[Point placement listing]
--------------------------------

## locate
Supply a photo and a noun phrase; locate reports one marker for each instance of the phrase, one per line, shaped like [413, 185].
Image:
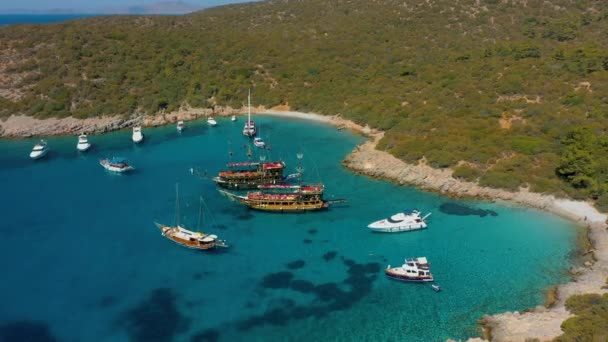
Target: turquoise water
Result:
[13, 19]
[82, 260]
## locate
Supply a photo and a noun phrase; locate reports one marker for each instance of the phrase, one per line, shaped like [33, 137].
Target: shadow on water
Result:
[451, 208]
[208, 335]
[294, 265]
[157, 318]
[26, 330]
[329, 297]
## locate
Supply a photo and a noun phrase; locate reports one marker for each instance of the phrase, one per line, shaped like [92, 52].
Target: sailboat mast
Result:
[249, 107]
[200, 214]
[177, 205]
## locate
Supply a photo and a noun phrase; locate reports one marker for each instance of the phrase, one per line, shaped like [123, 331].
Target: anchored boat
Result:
[137, 135]
[83, 143]
[414, 269]
[400, 222]
[285, 198]
[119, 165]
[188, 238]
[249, 175]
[40, 150]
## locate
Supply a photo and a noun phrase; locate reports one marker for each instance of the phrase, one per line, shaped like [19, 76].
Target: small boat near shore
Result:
[83, 143]
[259, 142]
[40, 150]
[413, 270]
[400, 222]
[118, 165]
[137, 136]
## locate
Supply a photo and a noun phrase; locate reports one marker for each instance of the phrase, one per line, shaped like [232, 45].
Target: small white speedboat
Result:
[400, 222]
[83, 143]
[118, 165]
[137, 136]
[40, 150]
[259, 142]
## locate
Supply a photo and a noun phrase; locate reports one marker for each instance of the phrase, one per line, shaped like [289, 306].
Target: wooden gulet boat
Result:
[188, 238]
[249, 175]
[285, 198]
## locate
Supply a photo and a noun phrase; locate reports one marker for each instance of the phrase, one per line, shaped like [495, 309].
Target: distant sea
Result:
[12, 19]
[82, 260]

--------------------------------

■ Problem requirements ■
Please count the lines in the listing above that contain the word "small", and reply with the number alone.

■ Expected output ■
2